Written task
Retype every one of the rows below word for word, leaving nothing out and changing nothing.
------ Data records ------
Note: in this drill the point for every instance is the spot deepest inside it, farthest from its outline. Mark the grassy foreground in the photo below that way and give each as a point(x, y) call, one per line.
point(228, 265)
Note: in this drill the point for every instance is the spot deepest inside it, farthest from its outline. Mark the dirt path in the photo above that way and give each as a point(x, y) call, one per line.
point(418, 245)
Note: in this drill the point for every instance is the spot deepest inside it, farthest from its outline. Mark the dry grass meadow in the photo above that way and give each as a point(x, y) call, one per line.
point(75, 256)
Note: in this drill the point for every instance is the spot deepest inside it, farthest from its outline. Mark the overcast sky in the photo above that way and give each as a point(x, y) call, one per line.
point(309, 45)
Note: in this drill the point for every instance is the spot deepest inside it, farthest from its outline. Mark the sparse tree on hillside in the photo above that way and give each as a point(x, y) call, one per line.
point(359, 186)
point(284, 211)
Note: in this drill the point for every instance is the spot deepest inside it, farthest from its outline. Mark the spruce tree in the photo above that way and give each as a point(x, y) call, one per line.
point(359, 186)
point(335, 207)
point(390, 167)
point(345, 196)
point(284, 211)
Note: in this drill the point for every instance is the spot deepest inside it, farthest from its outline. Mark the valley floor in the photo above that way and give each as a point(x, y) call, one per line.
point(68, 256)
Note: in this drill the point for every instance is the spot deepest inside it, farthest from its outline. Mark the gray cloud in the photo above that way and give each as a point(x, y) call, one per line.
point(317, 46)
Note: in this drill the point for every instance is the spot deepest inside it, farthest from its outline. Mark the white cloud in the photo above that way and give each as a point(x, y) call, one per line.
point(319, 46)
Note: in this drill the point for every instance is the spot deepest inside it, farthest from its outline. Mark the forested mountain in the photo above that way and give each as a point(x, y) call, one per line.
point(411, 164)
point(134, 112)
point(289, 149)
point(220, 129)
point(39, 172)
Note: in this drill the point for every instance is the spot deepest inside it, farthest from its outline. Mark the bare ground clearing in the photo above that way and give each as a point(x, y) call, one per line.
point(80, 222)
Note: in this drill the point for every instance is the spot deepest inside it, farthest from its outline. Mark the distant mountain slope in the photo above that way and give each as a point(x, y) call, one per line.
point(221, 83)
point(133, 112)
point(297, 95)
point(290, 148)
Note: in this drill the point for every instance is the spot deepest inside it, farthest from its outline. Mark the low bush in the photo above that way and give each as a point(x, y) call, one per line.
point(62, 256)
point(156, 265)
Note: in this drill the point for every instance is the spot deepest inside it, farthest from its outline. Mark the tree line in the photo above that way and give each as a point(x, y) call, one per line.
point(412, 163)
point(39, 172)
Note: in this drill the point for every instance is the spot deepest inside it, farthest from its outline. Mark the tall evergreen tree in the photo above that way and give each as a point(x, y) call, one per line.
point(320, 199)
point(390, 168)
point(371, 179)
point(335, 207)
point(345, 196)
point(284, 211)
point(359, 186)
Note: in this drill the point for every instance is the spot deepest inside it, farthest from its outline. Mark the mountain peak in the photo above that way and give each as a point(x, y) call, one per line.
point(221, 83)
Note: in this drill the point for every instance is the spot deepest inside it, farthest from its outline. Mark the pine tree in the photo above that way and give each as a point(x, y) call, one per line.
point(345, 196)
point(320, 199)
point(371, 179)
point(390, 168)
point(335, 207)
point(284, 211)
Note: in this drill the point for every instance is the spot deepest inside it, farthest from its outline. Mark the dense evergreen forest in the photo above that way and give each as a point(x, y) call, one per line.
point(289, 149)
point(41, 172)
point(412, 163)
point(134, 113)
------
Answer
Note: in this drill the point for every instance is the spot deepest inside it, farthest from its outline. Mark the grassy foreground in the photo below that way and give each as a point(x, y) call, one per line.
point(228, 265)
Note: in this drill the point for every instance is the spot deepest inside it, farthest from its outline. Mark the dirt path in the photo above that way and give each as a point(x, y) call, one per line.
point(418, 245)
Note: in this drill the point for every instance is the spot deepest inside it, farthest from its outline. Mark the dry grass meadow in the photo above that way and give each as a point(x, y) call, one per line.
point(75, 256)
Note: in this drill the point for every instance is the spot deepest inside it, farthest from its outline. Mark the overcast sky in the photo above that way and give each as a point(x, y) call, one per line.
point(309, 45)
Note: in this drill the point for every instance is the spot deepest inside it, farthest from its outline. Mark the sparse tree on hillside in the photo above that way and give each as a point(x, y) call, one per line.
point(359, 186)
point(284, 211)
Note: in this drill the point for every instance is the spot deepest inside it, farthest from its outline. Mark the spruce tree in the photo above that way and give each as a point(x, y) call, one per line.
point(359, 186)
point(335, 207)
point(390, 167)
point(345, 196)
point(284, 211)
Note: in this drill the point for every instance is the spot deepest inside it, farthest from its outline. Mark the valley floor in the photo above that way and give each as a point(x, y) call, one per line.
point(68, 256)
Note: in this drill the point for every instance is the spot deepest inside it, farthest from its outline. Mark the gray cloud in the photo above that way and give each as a point(x, y) call, one per line.
point(317, 46)
Note: in this drill the point for every instance is the spot deepest inside it, farthest from its outline. Mark the white cloud in the photo above that way and give each as a point(x, y) call, one per line.
point(319, 46)
Note: in this drill the point for every instance is the spot deepest inside it, farthest from its outline. Mark the forested mountain in the photo above that way and give each as a point(x, y) call, one per line.
point(411, 164)
point(134, 112)
point(289, 149)
point(220, 129)
point(39, 172)
Note: in this drill the point for every instance is the spot deepest inside it, farthest from its outline. Mark the bare ground clearing in the photo above that way and give each as a point(x, y) call, one per line.
point(80, 222)
Note: in this drill the point for every instance is the spot deepest inside it, farthest from its outline. Mark the distant mountain slope in the photo above that way and give each as a point(x, y) call, one per line.
point(221, 83)
point(133, 112)
point(297, 95)
point(290, 148)
Note: in this drill the point for every instance is the spot deepest inside it, farthest from its outline. Mark the low bush in the photo above that way and give each as a point(x, y) call, one per line.
point(62, 256)
point(156, 265)
Note: in this drill the point for every instance is the spot deepest inside it, farthest from its outline. Mark the tree line in the photo above that way and give each as a point(x, y) call, one per line.
point(412, 163)
point(39, 172)
Note: in this drill the point for every instance is the spot deepest inside it, farthest from its outline. Mark the tall evergreen tree in the photo above that way and give each as a point(x, y) call, one per line.
point(320, 199)
point(390, 168)
point(371, 179)
point(335, 207)
point(345, 196)
point(284, 211)
point(359, 186)
Note: in this drill the point for every instance is the spot deepest inside it, farthest from its outline. Mark the mountain peak in the photo above that way and give each as a point(x, y) call, one per line.
point(221, 83)
Note: in this drill the point for every instance is the spot deepest inside it, farthest from its outline. Mark the pine tree in the photo above that way and give each as a point(x, y) call, one per line.
point(345, 196)
point(320, 199)
point(371, 179)
point(390, 168)
point(335, 207)
point(284, 211)
Note: in this drill the point for every instance is the spot deepest inside it, farthest from its outline. Mark the dense evergreen forest in the photo above that way and give each as a point(x, y) call, one per line.
point(289, 149)
point(41, 172)
point(412, 163)
point(134, 113)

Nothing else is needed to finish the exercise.